Prompt 1 » Read the excerpt on end-of-life planning and decide whether each statement agrees with it: (a) tiredness is named as common at the end of life; (b) family members are always fully informed about a person's spiritual beliefs; (c) a durable power of attorney is one element of an advance directive. Answer each with yes or no and quote the words from the excerpt that settle it.
Prompt 2 » Carry on the excerpt on end-of-life planning from the point where it stops.

Pain, skin irritation, digestive issues, breathing problems, and tiredness are all common at a person’s end of life.
The end-of-life planning process will aim to understand an individual’s exclusive wishes where medication is concerned.
There are many practicalities that need to be accounted for at the end of life—determining health benefits and eligibilities, notarizing durable power of Attorney, organ donation, funeral plans, health care directives, legal and financial matters all need to be handled.
Understanding a person’s spiritual beliefs and needs is key. Family members might not always be fully informed, and for an individual nearing the end of life, understanding their spiritual needs can be just as important as knowing their physical concerns.
While some people may find comfort and solace in faith, others will not.
End-of-life planning will address this, discuss it, and seek to gain a clear understanding of what a person wants to happen, anything they do not wish to happen and to define who can speak for them in the event they become unable to do so for themselves.
Important End of Life Planning Practicalities
Planning ahead benefits the individual as well as their families, loved ones, and carers. It can offer peace of mind, knowing that the people who are close to an individual will be looked after once a person passes away. In this section, we discuss some of the practicalities that should be taken care of.
Notarizing Durable Power of Attorney
One of the elements of an advance directive is a durable power of Attorney.

Supplied information »
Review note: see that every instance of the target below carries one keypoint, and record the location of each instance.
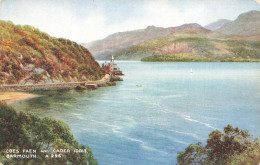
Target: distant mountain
(246, 24)
(29, 56)
(190, 46)
(218, 24)
(102, 49)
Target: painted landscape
(130, 82)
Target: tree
(234, 146)
(26, 131)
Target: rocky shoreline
(108, 80)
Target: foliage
(26, 131)
(22, 46)
(232, 147)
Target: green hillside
(29, 56)
(26, 131)
(193, 47)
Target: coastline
(12, 97)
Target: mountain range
(223, 40)
(29, 56)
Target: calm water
(148, 125)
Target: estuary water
(158, 110)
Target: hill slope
(218, 24)
(103, 49)
(28, 56)
(193, 47)
(246, 24)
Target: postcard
(125, 82)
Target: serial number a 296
(55, 155)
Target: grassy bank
(21, 131)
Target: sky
(88, 20)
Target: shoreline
(12, 97)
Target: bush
(234, 146)
(26, 131)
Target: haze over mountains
(218, 24)
(216, 38)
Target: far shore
(12, 97)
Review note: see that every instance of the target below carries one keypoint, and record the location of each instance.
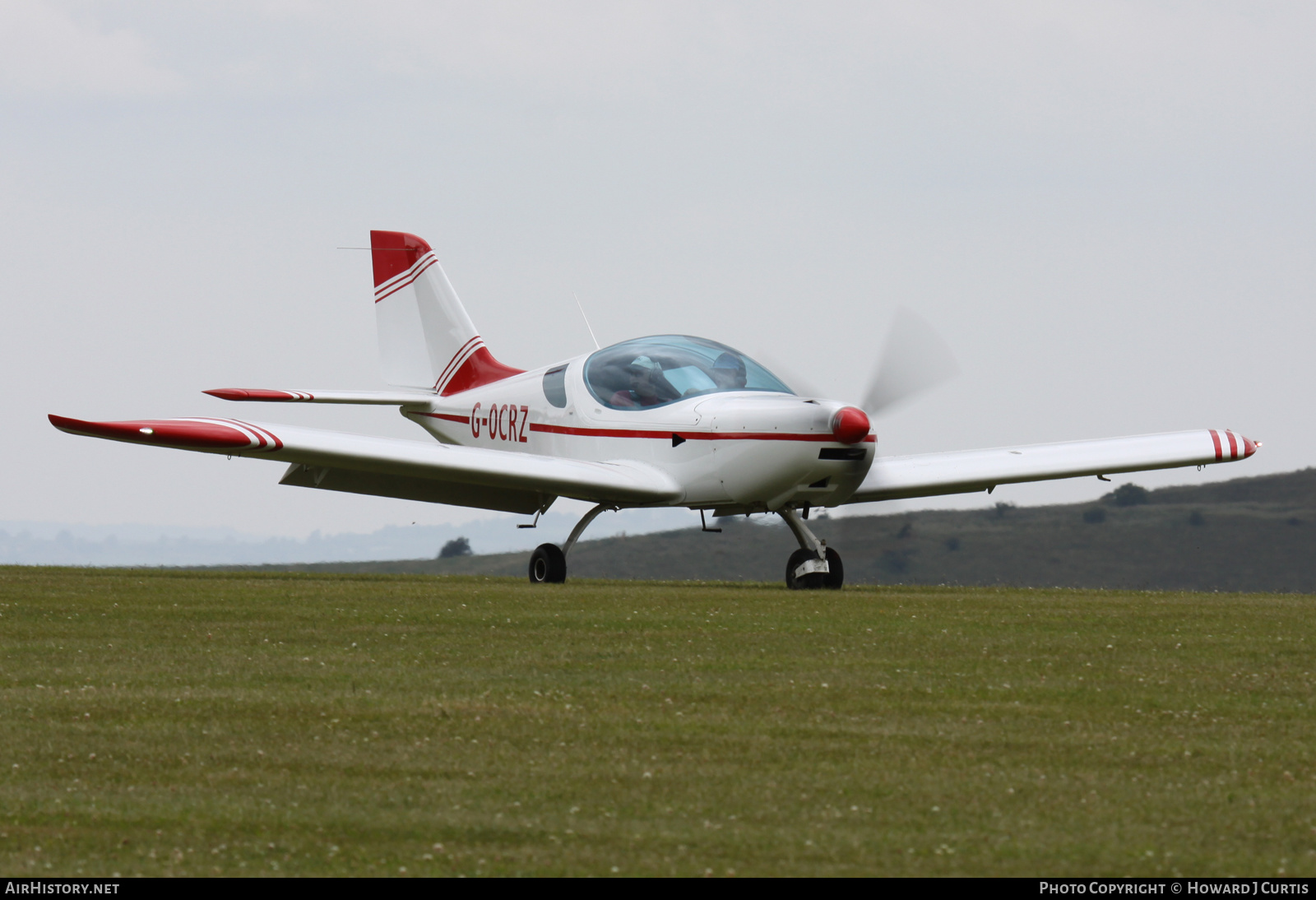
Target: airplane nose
(850, 425)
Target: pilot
(730, 371)
(646, 382)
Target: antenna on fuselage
(586, 322)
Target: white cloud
(45, 50)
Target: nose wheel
(815, 564)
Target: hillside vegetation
(1245, 535)
(164, 722)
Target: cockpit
(655, 371)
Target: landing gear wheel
(807, 582)
(835, 577)
(548, 564)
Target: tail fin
(425, 337)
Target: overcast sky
(1105, 208)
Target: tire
(835, 577)
(548, 564)
(811, 582)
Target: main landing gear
(815, 564)
(549, 562)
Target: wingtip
(260, 395)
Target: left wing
(395, 467)
(965, 471)
(379, 397)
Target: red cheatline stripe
(399, 287)
(457, 361)
(690, 436)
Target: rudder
(425, 337)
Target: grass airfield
(201, 724)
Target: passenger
(730, 373)
(646, 382)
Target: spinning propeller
(915, 360)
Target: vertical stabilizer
(425, 337)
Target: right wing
(394, 467)
(965, 471)
(378, 397)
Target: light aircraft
(657, 421)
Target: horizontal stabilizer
(378, 397)
(454, 474)
(965, 471)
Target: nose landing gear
(549, 562)
(815, 564)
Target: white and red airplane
(658, 421)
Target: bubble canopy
(656, 371)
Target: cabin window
(556, 386)
(660, 370)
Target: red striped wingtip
(191, 434)
(260, 395)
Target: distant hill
(1245, 535)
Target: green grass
(195, 724)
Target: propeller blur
(656, 421)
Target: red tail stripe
(399, 287)
(456, 362)
(480, 369)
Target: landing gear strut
(549, 562)
(815, 564)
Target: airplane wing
(965, 471)
(411, 470)
(379, 397)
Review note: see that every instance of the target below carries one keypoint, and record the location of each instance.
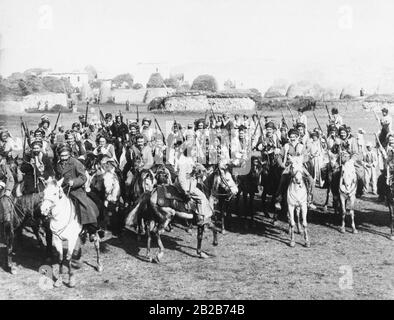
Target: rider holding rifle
(291, 149)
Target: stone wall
(31, 101)
(200, 103)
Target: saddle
(171, 196)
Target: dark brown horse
(15, 214)
(248, 186)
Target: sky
(253, 42)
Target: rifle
(86, 115)
(24, 140)
(320, 128)
(329, 115)
(162, 134)
(377, 118)
(213, 113)
(377, 139)
(292, 116)
(57, 120)
(283, 119)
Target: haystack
(205, 82)
(304, 89)
(155, 81)
(350, 92)
(276, 91)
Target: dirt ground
(253, 263)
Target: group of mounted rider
(140, 157)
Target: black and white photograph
(194, 150)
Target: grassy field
(256, 263)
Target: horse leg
(391, 211)
(200, 234)
(291, 225)
(343, 209)
(245, 208)
(36, 231)
(57, 266)
(215, 242)
(304, 211)
(327, 199)
(297, 214)
(9, 241)
(99, 267)
(148, 230)
(48, 240)
(160, 255)
(72, 243)
(352, 215)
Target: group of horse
(150, 201)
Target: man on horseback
(187, 182)
(291, 149)
(74, 176)
(7, 181)
(386, 126)
(36, 167)
(348, 143)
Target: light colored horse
(347, 191)
(297, 198)
(64, 224)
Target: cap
(293, 131)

Exercise response 1 »
(a) Yes: "Pain, skin irritation, digestive issues, breathing problems, and tiredness are all common at a person’s end of life."
(b) No: "Family members might not always be fully informed"
(c) Yes: "One of the elements of an advance directive is a durable power of Attorney."

Exercise response 2 »
This is a legal document that defines a health care proxy, which is a named person who you trust to make important medical decisions on your behalf.
They are known as a surrogate, proxy, representative, or agent, and they need to be fully informed of your wishes.
You can choose a proxy as well as, or instead of a living will.
If a person does not want to outline specific health decisions in writing, having a named agent to make decisions on their behalf can be an alternative solution.
Formulating Advanced Health Care Directives
As part of the advanced care planning process, certain decisions about specific medical preferences are made ahead of time.
Outlining these preferences and informing health care providers and the family of an individual’s wishes is also known as an advanced directive.
This legal document will only take effect if a person is unable to speak for themselves.
Typically, preferences regarding CPR, organ and tissue donation, or DNR orders are included within an advanced directive.
The decision about where an individual would want to spend their last moments could also be included within these documents.
Legal and Financial Matters
Every situation and every family are unique. As such, to avoid any ill-feeling or family disputes once a person is no longer here, it is essential to make a clear will as soon as possible.
Legal guidance is always advised for matters relating to a person’s legal and financial affairs.
This is something else that can be handled ahead of time, and once in place, it offers peace of mind to the individual and their family.
The type of service, whether a person prefers a burial vs. cremation, the music, who should attend; oftentimes, planning these details offers reassurance and prevents any misunderstanding or family disputes regarding what an individual may have wanted.
Writing an End of Life Plan
At Conscious Aging Solutions, our team understands the myriad of difficult choices an individual will need to make when planning the end of life.
Our team can help you by supporting a constructive discussion, talking you through each and every option, and ensuring your values, wishes, and needs are fully understood and accounted for.
We will then produce your plan and ensure any parties you wish to inform are given a copy to keep.
Planning ahead, talking about key matters, and writing everything down will ensure that your wishes are respected and clear.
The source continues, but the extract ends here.